Task prompt. All of the data is to be written out again exactly, without the pictures.

Records provided section start

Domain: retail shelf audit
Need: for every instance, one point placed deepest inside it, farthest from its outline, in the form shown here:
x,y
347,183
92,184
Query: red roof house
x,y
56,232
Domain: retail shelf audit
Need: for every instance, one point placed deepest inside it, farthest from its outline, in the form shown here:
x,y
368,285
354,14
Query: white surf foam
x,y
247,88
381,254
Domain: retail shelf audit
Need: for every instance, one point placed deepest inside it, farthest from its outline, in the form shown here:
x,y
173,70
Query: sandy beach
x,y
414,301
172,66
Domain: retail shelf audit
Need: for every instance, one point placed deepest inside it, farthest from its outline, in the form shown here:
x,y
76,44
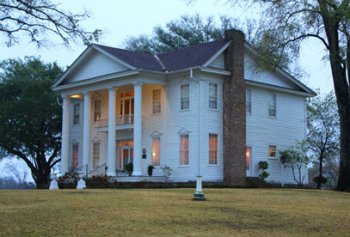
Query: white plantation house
x,y
204,110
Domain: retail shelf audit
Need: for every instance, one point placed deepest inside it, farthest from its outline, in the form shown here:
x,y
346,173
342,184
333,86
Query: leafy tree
x,y
285,24
323,131
186,31
38,19
30,119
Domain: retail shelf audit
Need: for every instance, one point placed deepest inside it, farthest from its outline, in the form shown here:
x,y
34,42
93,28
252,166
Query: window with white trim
x,y
213,96
213,149
185,97
156,151
272,105
272,151
96,155
97,110
76,113
184,149
156,105
248,101
248,157
75,155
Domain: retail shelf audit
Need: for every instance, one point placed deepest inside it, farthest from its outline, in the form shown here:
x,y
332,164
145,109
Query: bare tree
x,y
37,20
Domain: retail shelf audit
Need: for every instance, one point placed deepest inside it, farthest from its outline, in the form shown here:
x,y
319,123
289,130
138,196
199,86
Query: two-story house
x,y
204,110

Records provided section end

Task result.
Domain: retail shelf audit
Need: for every instance, one point placed deepest inside it, farthest from its outline, in the form shown here:
x,y
347,183
92,184
Query: red roof house
x,y
56,232
Domain: retail shelf audit
Need: for every instance, one point placed deepest inside it, farthest from its outline, in the form shown here:
x,y
368,285
354,14
Query: white surf foam
x,y
247,88
381,254
Domain: retail shelf audit
Need: for every instance, one point placed deepest inside it, farthest from its outline, in the form shown here:
x,y
173,70
Query: sandy beach
x,y
414,301
172,66
Domain: retail shelf audit
Need: for every instance, one point placed deepest inside it, farthest from its outline, in the form shown here:
x,y
76,44
Query: white plantation house
x,y
204,110
Domain: retail shelf audit
Need: for every instance, one point placed deepest inside it, farthest from its outline, in the form shown here:
x,y
346,173
342,184
333,86
Query: leafy tree
x,y
285,24
323,131
186,31
38,19
30,119
Domain: retail shelf audit
Need: for every instance, one point placed deepest inside it, farthest from its outline, in the form shown here:
x,y
34,42
93,28
252,166
Query: window with white trim
x,y
213,96
213,149
185,97
156,151
272,105
272,151
96,155
97,110
76,113
184,149
156,105
248,101
248,157
75,155
Domain: retail shelf audit
Need: for every instance, one point placed deepest inside it, farthest from its outline, in the form shown here:
x,y
332,164
145,109
Query: bare tree
x,y
37,20
Domain: retail shelf audit
Need: for every instance, one point placed deepest inside it, farthest from its outline, in the form shown here:
x,y
319,123
289,130
138,196
199,86
Query: two-story house
x,y
204,110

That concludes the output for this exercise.